--- 課題内容 ---
本文のうち「東京大学は、膵がんから血液中」で始まり「される細胞外小胞に着目した。」まで続く部分を、一字も変えずにそのまま返す。

東京大学は、膵がんから血液中に放出された細胞外小胞には接着因子が高発現しており、同因子を介して膵がん由来の細胞外小胞体が脂肪細胞内に取り込まれることで、脂肪分解が起こることを明らかにした。
東京大学は2022年10月31日、膵がんから血液中に放出された細胞外小胞には、脂肪細胞との接着に重要な接着因子が高発現していることを明らかにした。この接着因子を介して、膵がん由来の細胞外小胞体が脂肪細胞内に取り込まれることで、脂肪分解が起こることが分かった。
膵がんでは、がん病巣が局所にとどまっている早期から体重減少が見られる。局所の病巣が全身に影響を与える要因として、研究グループは細胞から血液中に放出される細胞外小胞に着目した。
まず、ヒト膵がん細胞の培養上清から単離した細胞外小胞を用いて実験した。その結果、脂肪分解を引き起こす膵がん細胞由来の細胞外小胞には、脂肪細胞との結合に重要な接着分子インテグリンα6(ITGA6)、β1(ITGB1)が高発現しており、これらの分子を介して脂肪細胞に取り込まれた細胞外小胞が脂肪の分解に関与していることが示唆された。ITGB1をノックアウトした膵がん細胞由来の細胞外小胞は、脂肪細胞に接着しないことを電子顕微鏡観察により確認している。
実際に膵がん患者の血液中には、インテグリンを高発現する細胞外小胞が多く存在するのかを調べるため、血液中に含まれているさまざまな細胞由来の細胞外小胞から、膵がん由来の細胞外小胞だけを特異的に単離解析する手法を開発した。膵がんの血清マーカーとして使用される糖鎖抗原CA19-9を用いて、免疫沈降法により膵がん細胞由来の細胞外小胞のみを単離濃縮する。
この手法を用いて、膵がん由来の細胞外小胞を解析したところ、血液中の細胞外小胞を一括で解析した場合と比べて、ITGA1、ITGB6を高発現する細胞外小胞の割合が高いことが確認された。
今回の結果は、膵がんにおける体重減少やがん悪液質の機序の一端を解明した研究であり、新たながん支持療法の開発につながることが期待される。

--- 情報 ---
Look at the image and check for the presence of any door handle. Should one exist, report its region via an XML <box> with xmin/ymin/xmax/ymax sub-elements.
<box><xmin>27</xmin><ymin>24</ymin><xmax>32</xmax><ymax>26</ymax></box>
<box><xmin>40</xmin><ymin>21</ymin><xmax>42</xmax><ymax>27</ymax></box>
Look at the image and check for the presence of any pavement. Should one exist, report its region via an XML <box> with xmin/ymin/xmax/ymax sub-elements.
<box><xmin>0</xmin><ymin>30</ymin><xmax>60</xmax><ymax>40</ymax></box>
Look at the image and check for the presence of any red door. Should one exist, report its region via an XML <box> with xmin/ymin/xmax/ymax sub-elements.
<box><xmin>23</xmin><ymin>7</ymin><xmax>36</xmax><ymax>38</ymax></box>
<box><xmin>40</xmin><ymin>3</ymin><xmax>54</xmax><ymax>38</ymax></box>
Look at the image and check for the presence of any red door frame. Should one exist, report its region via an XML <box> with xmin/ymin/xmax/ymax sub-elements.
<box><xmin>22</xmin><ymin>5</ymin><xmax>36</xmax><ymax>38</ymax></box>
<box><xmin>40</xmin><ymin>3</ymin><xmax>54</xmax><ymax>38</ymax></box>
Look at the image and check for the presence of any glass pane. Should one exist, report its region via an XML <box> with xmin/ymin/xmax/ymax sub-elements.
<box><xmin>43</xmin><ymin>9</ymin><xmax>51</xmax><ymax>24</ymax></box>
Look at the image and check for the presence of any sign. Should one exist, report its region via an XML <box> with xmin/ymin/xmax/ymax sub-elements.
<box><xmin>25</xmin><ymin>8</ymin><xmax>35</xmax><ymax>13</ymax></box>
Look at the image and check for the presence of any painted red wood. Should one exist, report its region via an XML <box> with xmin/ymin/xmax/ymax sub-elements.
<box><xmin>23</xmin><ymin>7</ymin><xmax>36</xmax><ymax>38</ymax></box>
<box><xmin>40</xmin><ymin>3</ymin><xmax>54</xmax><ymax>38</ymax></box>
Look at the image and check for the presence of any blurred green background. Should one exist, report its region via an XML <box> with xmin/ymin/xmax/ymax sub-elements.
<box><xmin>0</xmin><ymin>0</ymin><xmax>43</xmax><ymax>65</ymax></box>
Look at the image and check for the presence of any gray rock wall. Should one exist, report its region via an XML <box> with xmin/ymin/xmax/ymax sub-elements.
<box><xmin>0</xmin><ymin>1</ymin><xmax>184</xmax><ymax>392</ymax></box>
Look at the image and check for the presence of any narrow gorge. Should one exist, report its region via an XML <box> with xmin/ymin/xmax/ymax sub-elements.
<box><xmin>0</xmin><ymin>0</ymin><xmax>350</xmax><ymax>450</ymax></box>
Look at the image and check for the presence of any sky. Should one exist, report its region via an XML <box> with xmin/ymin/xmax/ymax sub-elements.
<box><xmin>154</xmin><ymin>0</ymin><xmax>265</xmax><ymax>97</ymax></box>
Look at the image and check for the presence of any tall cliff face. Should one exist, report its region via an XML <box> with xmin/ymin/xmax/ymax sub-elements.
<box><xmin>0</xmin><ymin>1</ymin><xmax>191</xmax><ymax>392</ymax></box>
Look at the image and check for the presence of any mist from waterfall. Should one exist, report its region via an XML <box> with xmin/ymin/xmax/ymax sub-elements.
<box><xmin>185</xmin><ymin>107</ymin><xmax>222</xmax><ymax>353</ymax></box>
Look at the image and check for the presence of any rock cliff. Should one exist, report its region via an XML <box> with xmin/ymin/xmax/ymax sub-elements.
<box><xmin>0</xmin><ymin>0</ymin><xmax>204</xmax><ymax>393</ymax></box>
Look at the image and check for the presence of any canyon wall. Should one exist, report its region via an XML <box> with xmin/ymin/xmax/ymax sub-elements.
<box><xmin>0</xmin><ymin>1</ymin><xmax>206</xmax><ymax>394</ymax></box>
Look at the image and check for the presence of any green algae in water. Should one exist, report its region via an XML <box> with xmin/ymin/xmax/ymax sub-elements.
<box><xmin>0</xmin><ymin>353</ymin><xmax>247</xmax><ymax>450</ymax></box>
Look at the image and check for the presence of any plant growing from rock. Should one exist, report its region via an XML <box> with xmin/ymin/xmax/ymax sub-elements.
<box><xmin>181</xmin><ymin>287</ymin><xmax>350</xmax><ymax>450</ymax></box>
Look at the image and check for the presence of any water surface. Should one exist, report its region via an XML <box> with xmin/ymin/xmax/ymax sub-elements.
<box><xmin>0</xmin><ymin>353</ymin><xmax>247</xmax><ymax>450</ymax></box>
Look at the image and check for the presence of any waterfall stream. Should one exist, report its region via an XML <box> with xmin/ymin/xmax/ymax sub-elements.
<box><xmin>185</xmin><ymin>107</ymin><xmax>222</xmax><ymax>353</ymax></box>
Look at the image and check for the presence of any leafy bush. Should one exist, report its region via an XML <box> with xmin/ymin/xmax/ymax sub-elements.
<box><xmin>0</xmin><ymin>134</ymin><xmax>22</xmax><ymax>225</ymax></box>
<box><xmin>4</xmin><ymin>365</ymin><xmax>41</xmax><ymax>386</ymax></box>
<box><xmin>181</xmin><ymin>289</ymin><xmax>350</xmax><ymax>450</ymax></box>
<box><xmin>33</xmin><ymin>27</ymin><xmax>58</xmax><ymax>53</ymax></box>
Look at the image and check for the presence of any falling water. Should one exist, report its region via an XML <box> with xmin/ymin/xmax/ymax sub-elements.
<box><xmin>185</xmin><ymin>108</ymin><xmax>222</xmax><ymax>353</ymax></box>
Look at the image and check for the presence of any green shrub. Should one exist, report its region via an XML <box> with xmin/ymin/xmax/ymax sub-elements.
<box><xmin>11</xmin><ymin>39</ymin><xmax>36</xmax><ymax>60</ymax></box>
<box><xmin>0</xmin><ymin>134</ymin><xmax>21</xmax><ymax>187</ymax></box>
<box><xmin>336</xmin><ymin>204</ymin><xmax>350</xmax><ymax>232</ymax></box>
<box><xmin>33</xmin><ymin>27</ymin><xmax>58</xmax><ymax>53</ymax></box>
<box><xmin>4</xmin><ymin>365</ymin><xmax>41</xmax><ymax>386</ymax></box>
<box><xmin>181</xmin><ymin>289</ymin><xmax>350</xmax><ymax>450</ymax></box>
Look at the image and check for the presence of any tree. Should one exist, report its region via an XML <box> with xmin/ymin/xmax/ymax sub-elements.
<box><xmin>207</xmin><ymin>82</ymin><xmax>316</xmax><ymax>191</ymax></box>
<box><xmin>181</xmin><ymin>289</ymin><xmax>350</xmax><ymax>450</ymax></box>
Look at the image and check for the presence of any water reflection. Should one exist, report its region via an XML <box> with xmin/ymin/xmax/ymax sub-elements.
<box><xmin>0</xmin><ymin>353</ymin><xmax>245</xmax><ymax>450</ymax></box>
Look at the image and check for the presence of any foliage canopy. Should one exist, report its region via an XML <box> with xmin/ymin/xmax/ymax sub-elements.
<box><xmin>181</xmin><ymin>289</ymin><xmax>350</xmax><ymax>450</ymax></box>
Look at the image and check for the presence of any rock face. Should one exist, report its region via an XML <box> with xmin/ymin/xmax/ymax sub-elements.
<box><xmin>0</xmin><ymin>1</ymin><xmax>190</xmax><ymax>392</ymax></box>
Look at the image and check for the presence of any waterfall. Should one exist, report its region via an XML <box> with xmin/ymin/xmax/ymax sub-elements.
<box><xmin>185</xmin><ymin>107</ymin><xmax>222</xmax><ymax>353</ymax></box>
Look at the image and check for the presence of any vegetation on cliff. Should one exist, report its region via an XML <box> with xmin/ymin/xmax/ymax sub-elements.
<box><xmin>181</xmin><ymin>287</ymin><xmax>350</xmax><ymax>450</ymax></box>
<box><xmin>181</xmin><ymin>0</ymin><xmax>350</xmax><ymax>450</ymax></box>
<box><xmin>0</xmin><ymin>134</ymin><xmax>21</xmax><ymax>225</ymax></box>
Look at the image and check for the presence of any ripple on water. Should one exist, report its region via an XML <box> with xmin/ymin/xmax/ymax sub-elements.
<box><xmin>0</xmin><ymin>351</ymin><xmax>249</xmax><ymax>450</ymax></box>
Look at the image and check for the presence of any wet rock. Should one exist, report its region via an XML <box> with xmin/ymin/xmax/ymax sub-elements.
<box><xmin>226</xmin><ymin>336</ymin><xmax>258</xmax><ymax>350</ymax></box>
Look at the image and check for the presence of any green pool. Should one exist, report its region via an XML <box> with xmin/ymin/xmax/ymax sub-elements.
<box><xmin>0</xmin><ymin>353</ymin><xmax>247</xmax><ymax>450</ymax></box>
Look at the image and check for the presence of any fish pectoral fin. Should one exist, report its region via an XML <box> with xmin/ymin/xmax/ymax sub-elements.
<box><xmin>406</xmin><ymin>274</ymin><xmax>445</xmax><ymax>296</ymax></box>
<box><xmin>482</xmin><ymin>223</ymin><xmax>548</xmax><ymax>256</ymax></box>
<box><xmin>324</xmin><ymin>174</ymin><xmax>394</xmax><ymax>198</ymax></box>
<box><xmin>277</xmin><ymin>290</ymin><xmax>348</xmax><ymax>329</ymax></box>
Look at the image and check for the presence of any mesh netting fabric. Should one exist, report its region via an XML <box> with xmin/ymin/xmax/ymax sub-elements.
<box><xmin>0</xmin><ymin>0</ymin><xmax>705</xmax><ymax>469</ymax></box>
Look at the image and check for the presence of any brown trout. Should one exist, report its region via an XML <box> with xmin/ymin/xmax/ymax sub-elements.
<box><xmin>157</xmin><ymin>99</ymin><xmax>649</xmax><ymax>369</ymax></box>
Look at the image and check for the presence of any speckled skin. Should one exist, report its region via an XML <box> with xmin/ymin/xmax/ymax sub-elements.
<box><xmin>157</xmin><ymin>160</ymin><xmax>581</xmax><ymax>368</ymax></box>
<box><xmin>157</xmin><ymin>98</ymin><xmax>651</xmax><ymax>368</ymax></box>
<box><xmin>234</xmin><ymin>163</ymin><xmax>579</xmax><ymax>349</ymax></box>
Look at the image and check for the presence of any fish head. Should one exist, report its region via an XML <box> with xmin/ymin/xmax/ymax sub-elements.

--- 解答 ---
東京大学は、膵がんから血液中に放出された細胞外小胞には接着因子が高発現しており、同因子を介して膵がん由来の細胞外小胞体が脂肪細胞内に取り込まれることで、脂肪分解が起こることを明らかにした。
東京大学は2022年10月31日、膵がんから血液中に放出された細胞外小胞には、脂肪細胞との接着に重要な接着因子が高発現していることを明らかにした。この接着因子を介して、膵がん由来の細胞外小胞体が脂肪細胞内に取り込まれることで、脂肪分解が起こることが分かった。
膵がんでは、がん病巣が局所にとどまっている早期から体重減少が見られる。局所の病巣が全身に影響を与える要因として、研究グループは細胞から血液中に放出される細胞外小胞に着目した。